Objective: Write out the records below word for word, from the line with "Annotation task: mark the distant" through the last line of the records.

Recorded data:
>>

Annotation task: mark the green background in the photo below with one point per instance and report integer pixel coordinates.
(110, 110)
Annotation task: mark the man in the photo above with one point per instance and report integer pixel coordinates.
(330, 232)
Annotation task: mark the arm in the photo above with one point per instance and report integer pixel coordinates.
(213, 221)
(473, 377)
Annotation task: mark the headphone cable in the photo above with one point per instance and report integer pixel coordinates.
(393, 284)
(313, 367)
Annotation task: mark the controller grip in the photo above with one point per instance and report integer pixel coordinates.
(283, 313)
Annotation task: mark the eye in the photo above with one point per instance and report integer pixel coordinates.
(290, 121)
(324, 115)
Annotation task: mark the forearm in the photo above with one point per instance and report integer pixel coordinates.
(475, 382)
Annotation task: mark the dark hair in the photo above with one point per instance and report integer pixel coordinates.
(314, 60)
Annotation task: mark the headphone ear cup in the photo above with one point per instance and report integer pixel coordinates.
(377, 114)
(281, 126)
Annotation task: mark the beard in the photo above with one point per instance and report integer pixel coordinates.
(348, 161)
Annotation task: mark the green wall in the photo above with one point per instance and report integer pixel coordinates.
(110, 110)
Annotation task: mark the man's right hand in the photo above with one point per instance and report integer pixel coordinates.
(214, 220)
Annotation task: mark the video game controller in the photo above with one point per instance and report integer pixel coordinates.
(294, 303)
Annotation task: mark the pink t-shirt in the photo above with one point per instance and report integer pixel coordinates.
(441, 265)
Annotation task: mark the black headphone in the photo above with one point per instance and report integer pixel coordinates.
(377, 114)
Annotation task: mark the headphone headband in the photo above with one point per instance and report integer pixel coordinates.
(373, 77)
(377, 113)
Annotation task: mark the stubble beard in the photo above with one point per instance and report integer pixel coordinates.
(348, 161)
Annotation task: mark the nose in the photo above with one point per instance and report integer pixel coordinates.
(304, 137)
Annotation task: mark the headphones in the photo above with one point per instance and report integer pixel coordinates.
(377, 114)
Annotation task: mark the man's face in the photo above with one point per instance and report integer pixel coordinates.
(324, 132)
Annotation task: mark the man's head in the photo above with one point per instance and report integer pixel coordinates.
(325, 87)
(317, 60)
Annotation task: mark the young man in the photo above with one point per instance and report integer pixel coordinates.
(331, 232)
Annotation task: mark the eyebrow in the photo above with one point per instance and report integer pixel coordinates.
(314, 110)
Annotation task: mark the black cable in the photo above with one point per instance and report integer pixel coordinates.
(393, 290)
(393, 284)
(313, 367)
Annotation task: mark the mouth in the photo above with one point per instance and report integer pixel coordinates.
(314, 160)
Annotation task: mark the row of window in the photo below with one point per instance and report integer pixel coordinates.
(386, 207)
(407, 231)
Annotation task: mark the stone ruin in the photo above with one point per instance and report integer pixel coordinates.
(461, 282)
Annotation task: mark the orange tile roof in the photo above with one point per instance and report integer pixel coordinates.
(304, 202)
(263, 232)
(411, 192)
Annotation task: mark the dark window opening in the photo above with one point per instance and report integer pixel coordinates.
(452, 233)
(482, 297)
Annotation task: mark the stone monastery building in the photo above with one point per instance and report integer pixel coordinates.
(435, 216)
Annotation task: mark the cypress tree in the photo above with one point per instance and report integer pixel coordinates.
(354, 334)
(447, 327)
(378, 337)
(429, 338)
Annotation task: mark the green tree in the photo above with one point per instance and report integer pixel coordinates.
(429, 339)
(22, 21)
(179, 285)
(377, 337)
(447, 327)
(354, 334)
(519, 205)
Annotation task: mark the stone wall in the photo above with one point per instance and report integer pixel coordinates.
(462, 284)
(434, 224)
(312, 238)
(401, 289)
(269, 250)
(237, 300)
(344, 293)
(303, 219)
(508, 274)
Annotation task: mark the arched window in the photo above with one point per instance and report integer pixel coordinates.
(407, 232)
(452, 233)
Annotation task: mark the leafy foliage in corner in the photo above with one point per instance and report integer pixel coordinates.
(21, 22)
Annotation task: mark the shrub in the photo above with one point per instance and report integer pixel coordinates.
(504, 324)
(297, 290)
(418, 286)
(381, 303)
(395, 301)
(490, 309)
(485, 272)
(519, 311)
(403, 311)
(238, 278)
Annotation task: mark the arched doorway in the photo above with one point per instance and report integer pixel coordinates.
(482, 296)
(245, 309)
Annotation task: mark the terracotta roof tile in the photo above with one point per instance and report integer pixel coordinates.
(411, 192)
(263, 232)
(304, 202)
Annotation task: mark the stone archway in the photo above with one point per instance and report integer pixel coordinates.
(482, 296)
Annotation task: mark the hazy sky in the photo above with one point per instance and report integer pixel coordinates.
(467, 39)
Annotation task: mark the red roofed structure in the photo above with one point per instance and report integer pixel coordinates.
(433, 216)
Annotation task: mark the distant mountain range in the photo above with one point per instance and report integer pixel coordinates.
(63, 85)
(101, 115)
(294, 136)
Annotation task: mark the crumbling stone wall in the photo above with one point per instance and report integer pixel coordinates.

<<

Written solution:
Annotation task: mark the distant mountain range in the photo above with one point per instance and report integer pixel coordinates.
(63, 85)
(101, 115)
(294, 136)
Annotation task: mark the crumbling stone wall in the photo above with one point per instance and report integer pixel coordinates.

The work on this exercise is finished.